Return, word for word, every line of the data entries below, from the line containing "[indicate] green leaf" down to the last line, with both ends included.

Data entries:

• • •

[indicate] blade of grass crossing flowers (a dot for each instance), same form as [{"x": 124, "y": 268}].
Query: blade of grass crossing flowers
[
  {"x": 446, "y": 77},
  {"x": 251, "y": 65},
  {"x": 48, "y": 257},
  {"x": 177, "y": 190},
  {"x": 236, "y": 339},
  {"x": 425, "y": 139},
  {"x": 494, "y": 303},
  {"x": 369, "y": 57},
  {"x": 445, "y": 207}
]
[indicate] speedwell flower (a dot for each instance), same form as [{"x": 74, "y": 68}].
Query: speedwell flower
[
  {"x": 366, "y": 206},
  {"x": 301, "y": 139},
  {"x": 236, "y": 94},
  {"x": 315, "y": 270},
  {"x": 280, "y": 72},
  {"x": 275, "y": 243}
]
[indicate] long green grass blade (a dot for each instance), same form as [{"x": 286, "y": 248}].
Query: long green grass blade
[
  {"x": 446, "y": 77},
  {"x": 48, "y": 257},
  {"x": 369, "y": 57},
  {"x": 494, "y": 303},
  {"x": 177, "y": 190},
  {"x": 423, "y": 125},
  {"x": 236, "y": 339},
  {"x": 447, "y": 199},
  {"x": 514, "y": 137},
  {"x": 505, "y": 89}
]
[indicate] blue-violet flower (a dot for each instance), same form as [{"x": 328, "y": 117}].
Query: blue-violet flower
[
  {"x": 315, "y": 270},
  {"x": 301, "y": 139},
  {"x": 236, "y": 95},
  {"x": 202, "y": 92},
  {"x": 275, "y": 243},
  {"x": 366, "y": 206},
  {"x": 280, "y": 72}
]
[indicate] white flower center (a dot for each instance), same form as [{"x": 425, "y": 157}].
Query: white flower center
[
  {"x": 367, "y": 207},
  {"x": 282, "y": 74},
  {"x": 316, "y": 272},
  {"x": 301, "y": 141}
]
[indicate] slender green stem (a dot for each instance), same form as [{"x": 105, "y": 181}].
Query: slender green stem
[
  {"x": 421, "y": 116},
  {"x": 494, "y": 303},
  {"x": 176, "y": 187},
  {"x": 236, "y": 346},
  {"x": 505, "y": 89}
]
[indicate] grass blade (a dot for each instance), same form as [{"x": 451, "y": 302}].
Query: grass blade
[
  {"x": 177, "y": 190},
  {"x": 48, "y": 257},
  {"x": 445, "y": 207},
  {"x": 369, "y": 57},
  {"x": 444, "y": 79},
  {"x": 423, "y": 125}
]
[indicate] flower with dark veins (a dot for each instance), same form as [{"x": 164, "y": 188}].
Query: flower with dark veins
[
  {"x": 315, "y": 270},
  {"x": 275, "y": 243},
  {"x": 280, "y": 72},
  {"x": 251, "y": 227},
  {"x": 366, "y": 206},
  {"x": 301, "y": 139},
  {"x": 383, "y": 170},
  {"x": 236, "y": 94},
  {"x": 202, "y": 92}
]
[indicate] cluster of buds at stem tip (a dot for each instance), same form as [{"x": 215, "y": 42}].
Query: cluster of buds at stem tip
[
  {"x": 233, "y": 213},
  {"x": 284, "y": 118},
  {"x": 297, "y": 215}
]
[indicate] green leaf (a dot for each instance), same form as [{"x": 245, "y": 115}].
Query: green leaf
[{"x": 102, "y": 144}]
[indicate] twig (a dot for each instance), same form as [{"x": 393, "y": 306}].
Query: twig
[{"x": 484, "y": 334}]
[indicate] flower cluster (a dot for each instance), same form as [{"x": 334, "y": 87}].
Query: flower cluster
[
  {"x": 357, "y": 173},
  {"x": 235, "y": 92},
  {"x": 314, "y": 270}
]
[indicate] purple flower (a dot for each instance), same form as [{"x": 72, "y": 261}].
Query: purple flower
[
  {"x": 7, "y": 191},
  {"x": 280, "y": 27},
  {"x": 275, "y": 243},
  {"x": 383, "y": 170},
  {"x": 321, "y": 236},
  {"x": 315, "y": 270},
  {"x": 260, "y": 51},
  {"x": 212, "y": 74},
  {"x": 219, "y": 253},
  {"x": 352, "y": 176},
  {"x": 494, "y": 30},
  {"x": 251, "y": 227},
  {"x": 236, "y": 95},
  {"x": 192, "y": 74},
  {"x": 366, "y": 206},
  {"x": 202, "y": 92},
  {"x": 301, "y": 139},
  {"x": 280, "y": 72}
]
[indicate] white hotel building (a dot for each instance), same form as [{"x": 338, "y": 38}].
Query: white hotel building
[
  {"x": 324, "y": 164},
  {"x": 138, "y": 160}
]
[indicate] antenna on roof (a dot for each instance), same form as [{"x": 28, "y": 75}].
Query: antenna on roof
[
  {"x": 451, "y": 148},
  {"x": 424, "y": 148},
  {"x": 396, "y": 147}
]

• • •

## Reply to the task
[indicate] green leaf (a dot for each instance), same form as [{"x": 245, "y": 115}].
Query: green leaf
[{"x": 102, "y": 144}]
[indicate] twig (a dot for each instance), same form as [{"x": 393, "y": 306}].
Query: twig
[{"x": 484, "y": 334}]
[indicate] flower cluster (a dot for each instance), same form as [{"x": 334, "y": 87}].
Query: flower cluster
[
  {"x": 357, "y": 173},
  {"x": 235, "y": 92},
  {"x": 314, "y": 270}
]
[indicate] purple flower (a dot for each instance), same form as [{"x": 72, "y": 261}].
Query: purple flower
[
  {"x": 7, "y": 191},
  {"x": 280, "y": 27},
  {"x": 275, "y": 243},
  {"x": 383, "y": 170},
  {"x": 321, "y": 236},
  {"x": 315, "y": 270},
  {"x": 260, "y": 51},
  {"x": 212, "y": 74},
  {"x": 219, "y": 253},
  {"x": 352, "y": 176},
  {"x": 494, "y": 30},
  {"x": 251, "y": 227},
  {"x": 236, "y": 95},
  {"x": 192, "y": 74},
  {"x": 366, "y": 206},
  {"x": 202, "y": 92},
  {"x": 301, "y": 139},
  {"x": 280, "y": 72}
]
[indicate] white hotel building (a dot for each instance), same form as [{"x": 338, "y": 38}].
Query: white hotel building
[
  {"x": 324, "y": 164},
  {"x": 138, "y": 160}
]
[indicate] antenna on roof (a dot for each instance), same form as [{"x": 28, "y": 75}].
Query: antenna on roof
[
  {"x": 451, "y": 148},
  {"x": 424, "y": 148},
  {"x": 396, "y": 147}
]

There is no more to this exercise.